** Exercise tasks **
1/ In the health letter, which condition do the listed symptoms point toward?
2/ Summarize the health letter in two sentences.
3/ Carry on the health letter from its last sentence.

** Selected passage **
>>
I have a few things I would like to talk about in this letter.

Firstly, my health. Since no one is bothering to do anything about it, I am not sure what to do. I am not asking you to “cure” me or treat me for my symptoms, I’m asking for help on how to cope as it does affect me in other ways. It’s very hard being so poorly, and it affects my mental state as well. My symptoms are as follows, so you know what is going on physically. They do point towards Chronic Fatigue Syndrome/Myalgic Encephalomyelitis but no one is doing much of anything right now;
  • Fatigue
  • Loss of memory and concentration
  • Sore throat
  • Widespread pain
  • Unexplained muscle pain
  • Pain that moves from one joint to another without swelling or redness
  • Headaches
  • Unrefreshed sleep
  • Extreme exhaustion lasting more than 24 hours after physical or mental exercise
  • Abdominal pain
  • Sensitivities to foods, odours, medications and noise
  • Bloating
  • Chest pain
  • Dizziness and balance problems
  • Dry mouth
  • Earache
  • Irregular heartbeat/Palpitations
  • Jaw pain
  • Nausea
  • Hair loss
  • Muscle twitches
  • Weakness
  • Chills and night sweats
  • Shortness of breath
  • Tingling sensations
  • Visual disturbances
  • Weight loss
  • Feeling of having a fever

These symptoms affect my emotional state daily. I feel depressed and low because of how poorly I have been, and still am. I feel very upset that people are minimizing how ill I am, or are saying it is in my head, this includes doctors. It makes me feel anxious because I do not know what is wrong, and no one is bothering to help me find out. I do get mood swings because of it, though even before I was poorly, I had mood swings then, but it seems to be more prone now. I would also like to tell you about this because if I do go on medication, you’ll need to know how unwell I am and the risk of feeling worse, which I really do not want.
<<
** Entries supplied **
>>
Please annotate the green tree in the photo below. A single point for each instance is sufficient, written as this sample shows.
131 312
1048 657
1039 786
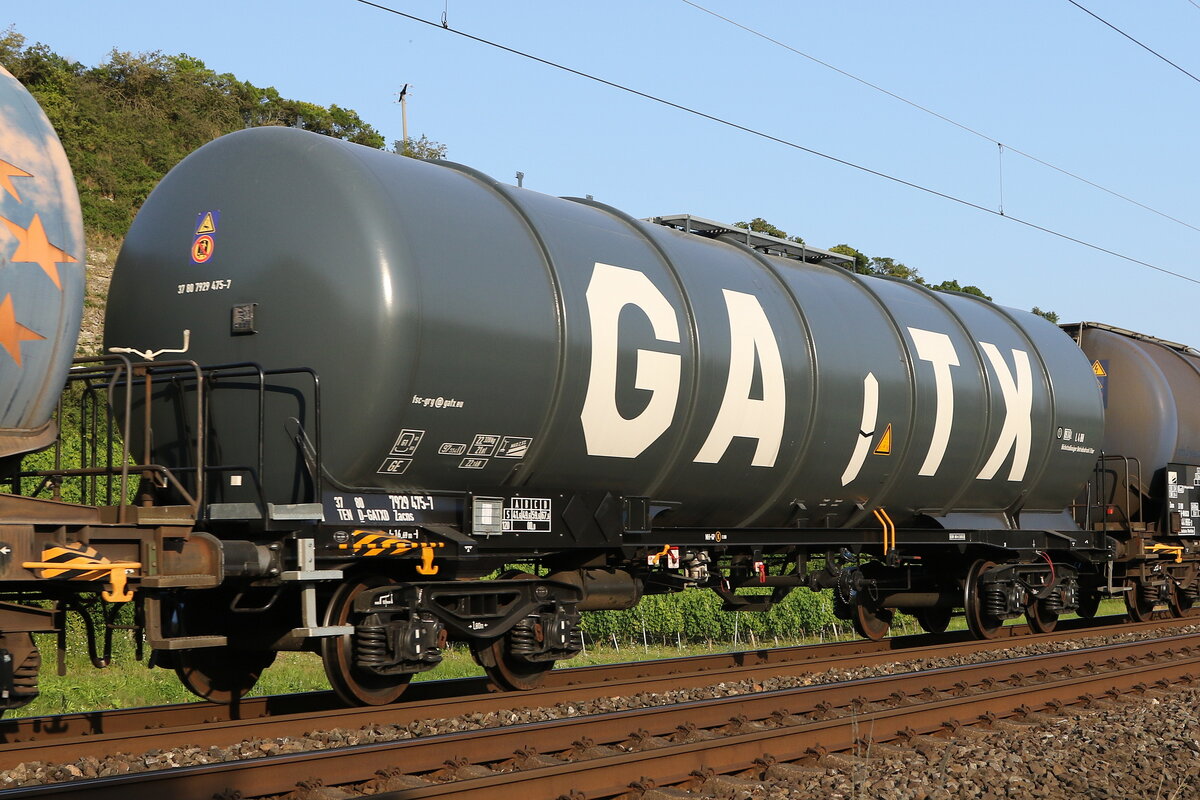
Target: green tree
862 263
891 268
423 148
761 226
129 120
953 286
<<
** Answers provided **
1/ Chronic Fatigue Syndrome/Myalgic Encephalomyelitis.

2/ The writer is asking for help coping with ongoing ill health rather than a cure, and lists many symptoms, among them fatigue, widespread pain, headaches and unrefreshed sleep, that point toward Chronic Fatigue Syndrome/Myalgic Encephalomyelitis. These symptoms leave the writer feeling depressed, anxious and upset that people, doctors included, minimize the illness, and the writer shares this so that the reader knows the risk of feeling worse if medication is started.

3/
I am also on Tramadol, which you know, and paracetamol. So this may cause interactions with other medications if it is decided I go on them.

I would like to talk about my mother. I feel she does not care very much about me, not like she should. She has and still is neglectful and abusive to me. This is worse when she is drinking. I feel her capacity to be a mother to me has greatly decreased. I feel I am not wanted or cared for in this house. I feel Charlotte is the favorite as well, and always have done. Her alcohol has really affected our relationship; however, it never really was existent. She is very insensitive and misunderstands so much going on with me right now. She is also, as you know, expecting me to go to college and she fails to realize just how much of a challenge that will be, not just mentally. I feel as if she doesn’t care how poorly I am, physically and mentally. It hurts. It really hurts.

My sister is no different. She’s worse if anything. She is very abusive towards me. I hate it. It stings so much. She behaves so awfully. I really don’t feel she is anything to me, especially not a sister.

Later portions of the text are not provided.